◆ **PASSAGE**:

——

TL;DR
Keeping your crypto transactions private is important for your safety and confidentiality.
Be very careful about who you share personal or financial information with.
Your personally-identifying information (PII) is a target for thieves.
“Know Your Customer” (KYC) information is collected by banks and many crypto-related service companies.
Public blockchain ledgers can be analyzed for clues about who controls which addresses.
HD wallets are recommended to generate a unique wallet address for each spend and receive transaction.
Privacy-enhancing wallets, strategies, and coins exist, but require at least an intermediate level of knowledge.
Bitcoin mixers offer an increasingly-popular way to gain privacy by combining together many users’ unrelated transactions, then recording them on the blockchain as blended, more-anonymous transactions.
It is much easier to establish privacy of your crypto assets when you first buy them, rather than to make assets that are associated with you later look like they do not belong to you.
Privacy is important to crypto owners
It is easy for new crypto investors to overlook the importance of protecting their privacy when purchasing digital assets. At first, privacy may seem like a minor detail, since the initial purchase motivation may be just to “dip a toe into the crypto waters” with a nominal sum of money.
However, when you create an account on a crypto exchange, or start to use some other convenient “on-ramp” to crypto ownership, you are creating a digital footprint that can be attributed – by some party – to you. Once that footprint is established, you will likely be tempted to increase the size of your holdings by topping up your investment, or the value of your small investment might just skyrocket. Either way, an investment that you did not expect to be worth much suddenly could be worth a significant amount.
Although an increase in the value of your crypto holdings is great news, it reveals an important reason to be concerned about privacy from the very inception of your crypto journey: if anyone learns that you hold large sums of crypto, you are at risk of becoming a target of crime and theft. Privacy is important to cryptocurrency owners primarily because of the potentially high value that crypto holdings can have.
Privacy is also important because even for small crypto holdings, if your transactions are revealed to an audience that you did not intend, you could face potentially negative social impacts: you might use crypto to pay for sensitive products, financial accounts, or information subscriptions that you would rather not tell others about – in some cases, its discovery could make you a potential target for blackmail or harassment.
It is very difficult to restore privacy of crypto ownership after it has been attributed to you, and depending on how you choose to move existing digital assets, there may be profit-taking tax implications when you appear to be moving your crypto.
Smart crypto investors consider privacy before performing their very first transaction, no matter how you purchase your first digital assets.
Blockchain addresses can identify you
Anyone can track blockchain address transactions on public blockchain ledgers by analyzing transactions with a blockchain explorer such as Blockchain.info, etherscan.io, or solscan.io.

——

◆ **STORED ROWS**:

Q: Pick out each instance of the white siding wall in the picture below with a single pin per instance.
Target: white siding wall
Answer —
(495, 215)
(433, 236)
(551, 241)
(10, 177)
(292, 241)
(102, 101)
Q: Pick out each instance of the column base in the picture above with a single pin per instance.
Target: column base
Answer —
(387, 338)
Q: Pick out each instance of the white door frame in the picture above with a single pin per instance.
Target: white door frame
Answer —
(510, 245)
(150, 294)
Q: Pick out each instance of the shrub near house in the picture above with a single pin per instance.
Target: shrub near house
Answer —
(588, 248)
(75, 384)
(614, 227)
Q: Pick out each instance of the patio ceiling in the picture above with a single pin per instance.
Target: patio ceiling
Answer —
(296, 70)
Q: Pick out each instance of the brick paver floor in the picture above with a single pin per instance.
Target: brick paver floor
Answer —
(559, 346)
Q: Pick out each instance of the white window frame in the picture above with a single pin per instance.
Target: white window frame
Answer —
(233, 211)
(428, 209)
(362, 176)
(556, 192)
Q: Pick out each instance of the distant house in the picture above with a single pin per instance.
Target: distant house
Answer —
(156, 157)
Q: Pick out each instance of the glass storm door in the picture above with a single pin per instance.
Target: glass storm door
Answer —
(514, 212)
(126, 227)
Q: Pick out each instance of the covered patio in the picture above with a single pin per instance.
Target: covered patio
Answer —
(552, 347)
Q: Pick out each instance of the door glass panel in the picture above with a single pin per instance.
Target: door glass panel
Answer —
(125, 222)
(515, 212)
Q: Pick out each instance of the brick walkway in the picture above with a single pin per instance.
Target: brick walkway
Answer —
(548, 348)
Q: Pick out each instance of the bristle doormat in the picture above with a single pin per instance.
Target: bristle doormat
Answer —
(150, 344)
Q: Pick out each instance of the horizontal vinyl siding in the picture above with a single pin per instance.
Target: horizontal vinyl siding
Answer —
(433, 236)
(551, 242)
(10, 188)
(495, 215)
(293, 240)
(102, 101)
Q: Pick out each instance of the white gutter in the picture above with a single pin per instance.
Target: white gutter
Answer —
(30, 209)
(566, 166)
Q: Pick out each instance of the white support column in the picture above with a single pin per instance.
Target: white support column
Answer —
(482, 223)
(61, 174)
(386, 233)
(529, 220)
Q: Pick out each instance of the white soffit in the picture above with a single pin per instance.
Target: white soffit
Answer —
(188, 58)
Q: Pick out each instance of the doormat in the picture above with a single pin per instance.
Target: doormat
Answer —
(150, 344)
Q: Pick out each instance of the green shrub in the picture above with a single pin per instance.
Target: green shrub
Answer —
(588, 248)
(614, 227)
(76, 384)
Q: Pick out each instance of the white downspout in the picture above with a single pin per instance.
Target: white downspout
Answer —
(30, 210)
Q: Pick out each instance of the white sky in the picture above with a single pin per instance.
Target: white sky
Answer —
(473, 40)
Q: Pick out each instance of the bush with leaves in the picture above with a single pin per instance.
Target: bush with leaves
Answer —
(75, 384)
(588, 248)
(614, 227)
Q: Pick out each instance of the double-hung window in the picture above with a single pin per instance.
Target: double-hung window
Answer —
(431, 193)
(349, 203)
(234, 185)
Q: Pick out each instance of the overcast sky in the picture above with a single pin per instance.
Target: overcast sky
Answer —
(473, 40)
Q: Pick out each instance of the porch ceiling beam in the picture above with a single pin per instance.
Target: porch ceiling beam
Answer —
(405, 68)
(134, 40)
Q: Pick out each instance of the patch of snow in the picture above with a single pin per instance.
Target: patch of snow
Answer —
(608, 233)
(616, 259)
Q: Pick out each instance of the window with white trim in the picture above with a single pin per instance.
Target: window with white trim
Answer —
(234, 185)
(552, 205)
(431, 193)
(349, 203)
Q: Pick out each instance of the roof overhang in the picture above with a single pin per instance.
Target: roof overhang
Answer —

——

◆ **COMPLETE THE FOLLOWING**:
1. Replace "Bitcoin mixers" with "Coin mixers" in the crypto privacy passage, and write out its text from "Public blockchain ledgers can" up to and including "blended, more-anonymous transactions.".
2. Write the next part of the crypto privacy passage, continuing after its final sentence.
The entries are separate material, unrelated to the crypto privacy passage.

◆ **ANSWERS PROVIDED**:
1.
Public blockchain ledgers can be analyzed for clues about who controls which addresses.
HD wallets are recommended to generate a unique wallet address for each spend and receive transaction.
Privacy-enhancing wallets, strategies, and coins exist, but require at least an intermediate level of knowledge.
Coin mixers offer an increasingly-popular way to gain privacy by combining together many users’ unrelated transactions, then recording them on the blockchain as blended, more-anonymous transactions.

2.
There are several ways that your crypto transactions could be identified as related: For example, if someone re-uses a blockchain address (like a single-address paper wallet), then all transactions that have been associated with that address can be identified as being linked to the same owner. Other types of transactions (like spending multiple tiny sums of crypto “dust” from different addresses at the same time) can also reveal connections between multiple addresses, showing that they are controlled by the same person or entity. Curious individuals, as well as professional companies specializing in blockchain analysis, puzzle together clues like these to gain more understanding and data about transactions.
Reused or associated addresses may reveal about the address owner:
- what companies the person bought from
- what causes they sent assets to
- what income was received
Observers may not immediately know who controls a given address, but some day, they may see a clue that allows them to identify who the owner is. For example, if you reuse an address that you have shared with someone like a service provider, they could know who you are, and could watch other transactions that you perform at that address.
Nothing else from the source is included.